* **WHAT YOU HAVE TO DO**
Convert all the items below into a Markdown table with two columns, Row and Line. Give each nonblank line its own row with its row number, and leave out blank lines.

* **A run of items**
++++++++++++++++++++
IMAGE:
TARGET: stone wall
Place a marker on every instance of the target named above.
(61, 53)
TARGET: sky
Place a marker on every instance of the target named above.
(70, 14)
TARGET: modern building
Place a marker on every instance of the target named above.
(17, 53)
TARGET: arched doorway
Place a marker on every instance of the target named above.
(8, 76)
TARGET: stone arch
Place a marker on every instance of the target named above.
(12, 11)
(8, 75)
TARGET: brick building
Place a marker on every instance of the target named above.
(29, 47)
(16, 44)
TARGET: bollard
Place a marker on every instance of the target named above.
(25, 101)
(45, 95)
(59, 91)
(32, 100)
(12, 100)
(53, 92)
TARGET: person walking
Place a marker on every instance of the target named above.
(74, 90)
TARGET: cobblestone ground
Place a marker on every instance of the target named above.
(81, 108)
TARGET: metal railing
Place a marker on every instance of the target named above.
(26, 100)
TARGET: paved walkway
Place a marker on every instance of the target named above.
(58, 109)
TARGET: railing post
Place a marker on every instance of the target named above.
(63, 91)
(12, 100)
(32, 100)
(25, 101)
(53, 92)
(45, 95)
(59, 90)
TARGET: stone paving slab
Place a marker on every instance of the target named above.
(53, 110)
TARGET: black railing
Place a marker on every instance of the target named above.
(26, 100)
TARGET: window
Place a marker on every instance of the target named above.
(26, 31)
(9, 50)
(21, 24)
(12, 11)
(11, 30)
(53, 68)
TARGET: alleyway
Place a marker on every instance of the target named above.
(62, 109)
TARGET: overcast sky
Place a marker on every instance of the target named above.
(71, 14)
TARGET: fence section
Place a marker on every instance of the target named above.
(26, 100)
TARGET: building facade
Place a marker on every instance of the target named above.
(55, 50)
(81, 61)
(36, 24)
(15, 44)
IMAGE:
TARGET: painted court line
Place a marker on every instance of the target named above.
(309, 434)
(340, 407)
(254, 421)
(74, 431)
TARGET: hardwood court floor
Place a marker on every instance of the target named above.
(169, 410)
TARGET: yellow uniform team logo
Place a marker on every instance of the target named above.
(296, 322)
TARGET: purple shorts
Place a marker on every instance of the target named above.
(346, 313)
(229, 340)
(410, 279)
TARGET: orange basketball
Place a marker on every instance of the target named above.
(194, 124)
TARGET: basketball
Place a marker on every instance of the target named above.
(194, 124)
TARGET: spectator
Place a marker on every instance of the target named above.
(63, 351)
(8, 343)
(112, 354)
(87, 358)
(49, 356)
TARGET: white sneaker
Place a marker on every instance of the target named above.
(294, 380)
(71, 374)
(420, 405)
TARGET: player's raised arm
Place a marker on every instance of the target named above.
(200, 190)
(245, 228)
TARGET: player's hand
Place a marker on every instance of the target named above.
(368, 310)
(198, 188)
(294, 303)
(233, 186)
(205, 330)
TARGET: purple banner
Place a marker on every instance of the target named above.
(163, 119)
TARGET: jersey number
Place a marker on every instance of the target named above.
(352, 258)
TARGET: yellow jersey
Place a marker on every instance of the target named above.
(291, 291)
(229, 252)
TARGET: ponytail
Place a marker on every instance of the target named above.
++++++++++++++++++++
* **FULL ANSWER**
| Row | Line |
|---|---|
| 1 | IMAGE: |
| 2 | TARGET: stone wall |
| 3 | Place a marker on every instance of the target named above. |
| 4 | (61, 53) |
| 5 | TARGET: sky |
| 6 | Place a marker on every instance of the target named above. |
| 7 | (70, 14) |
| 8 | TARGET: modern building |
| 9 | Place a marker on every instance of the target named above. |
| 10 | (17, 53) |
| 11 | TARGET: arched doorway |
| 12 | Place a marker on every instance of the target named above. |
| 13 | (8, 76) |
| 14 | TARGET: stone arch |
| 15 | Place a marker on every instance of the target named above. |
| 16 | (12, 11) |
| 17 | (8, 75) |
| 18 | TARGET: brick building |
| 19 | Place a marker on every instance of the target named above. |
| 20 | (29, 47) |
| 21 | (16, 44) |
| 22 | TARGET: bollard |
| 23 | Place a marker on every instance of the target named above. |
| 24 | (25, 101) |
| 25 | (45, 95) |
| 26 | (59, 91) |
| 27 | (32, 100) |
| 28 | (12, 100) |
| 29 | (53, 92) |
| 30 | TARGET: person walking |
| 31 | Place a marker on every instance of the target named above. |
| 32 | (74, 90) |
| 33 | TARGET: cobblestone ground |
| 34 | Place a marker on every instance of the target named above. |
| 35 | (81, 108) |
| 36 | TARGET: metal railing |
| 37 | Place a marker on every instance of the target named above. |
| 38 | (26, 100) |
| 39 | TARGET: paved walkway |
| 40 | Place a marker on every instance of the target named above. |
| 41 | (58, 109) |
| 42 | TARGET: railing post |
| 43 | Place a marker on every instance of the target named above. |
| 44 | (63, 91) |
| 45 | (12, 100) |
| 46 | (32, 100) |
| 47 | (25, 101) |
| 48 | (53, 92) |
| 49 | (45, 95) |
| 50 | (59, 90) |
| 51 | TARGET: stone paving slab |
| 52 | Place a marker on every instance of the target named above. |
| 53 | (53, 110) |
| 54 | TARGET: black railing |
| 55 | Place a marker on every instance of the target named above. |
| 56 | (26, 100) |
| 57 | TARGET: window |
| 58 | Place a marker on every instance of the target named above. |
| 59 | (26, 31) |
| 60 | (9, 50) |
| 61 | (21, 24) |
| 62 | (12, 11) |
| 63 | (11, 30) |
| 64 | (53, 68) |
| 65 | TARGET: alleyway |
| 66 | Place a marker on every instance of the target named above. |
| 67 | (62, 109) |
| 68 | TARGET: overcast sky |
| 69 | Place a marker on every instance of the target named above. |
| 70 | (71, 14) |
| 71 | TARGET: fence section |
| 72 | Place a marker on every instance of the target named above. |
| 73 | (26, 100) |
| 74 | TARGET: building facade |
| 75 | Place a marker on every instance of the target named above. |
| 76 | (55, 50) |
| 77 | (81, 61) |
| 78 | (36, 24) |
| 79 | (15, 44) |
| 80 | IMAGE: |
| 81 | TARGET: painted court line |
| 82 | Place a marker on every instance of the target named above. |
| 83 | (309, 434) |
| 84 | (340, 407) |
| 85 | (254, 421) |
| 86 | (74, 431) |
| 87 | TARGET: hardwood court floor |
| 88 | Place a marker on every instance of the target named above. |
| 89 | (169, 410) |
| 90 | TARGET: yellow uniform team logo |
| 91 | Place a marker on every instance of the target named above. |
| 92 | (296, 322) |
| 93 | TARGET: purple shorts |
| 94 | Place a marker on every instance of the target named above. |
| 95 | (346, 313) |
| 96 | (229, 340) |
| 97 | (410, 279) |
| 98 | TARGET: orange basketball |
| 99 | Place a marker on every instance of the target named above. |
| 100 | (194, 124) |
| 101 | TARGET: basketball |
| 102 | Place a marker on every instance of the target named above. |
| 103 | (194, 124) |
| 104 | TARGET: spectator |
| 105 | Place a marker on every instance of the target named above. |
| 106 | (63, 351) |
| 107 | (8, 343) |
| 108 | (112, 354) |
| 109 | (87, 358) |
| 110 | (49, 356) |
| 111 | TARGET: white sneaker |
| 112 | Place a marker on every instance of the target named above. |
| 113 | (294, 380) |
| 114 | (71, 374) |
| 115 | (420, 405) |
| 116 | TARGET: player's raised arm |
| 117 | Place a marker on every instance of the target named above. |
| 118 | (200, 190) |
| 119 | (245, 228) |
| 120 | TARGET: player's hand |
| 121 | Place a marker on every instance of the target named above. |
| 122 | (368, 310) |
| 123 | (198, 188) |
| 124 | (294, 303) |
| 125 | (233, 186) |
| 126 | (205, 330) |
| 127 | TARGET: purple banner |
| 128 | Place a marker on every instance of the target named above. |
| 129 | (163, 119) |
| 130 | TARGET: jersey number |
| 131 | Place a marker on every instance of the target named above. |
| 132 | (352, 258) |
| 133 | TARGET: yellow jersey |
| 134 | Place a marker on every instance of the target named above. |
| 135 | (291, 291) |
| 136 | (229, 252) |
| 137 | TARGET: ponytail |
| 138 | Place a marker on every instance of the target named above. |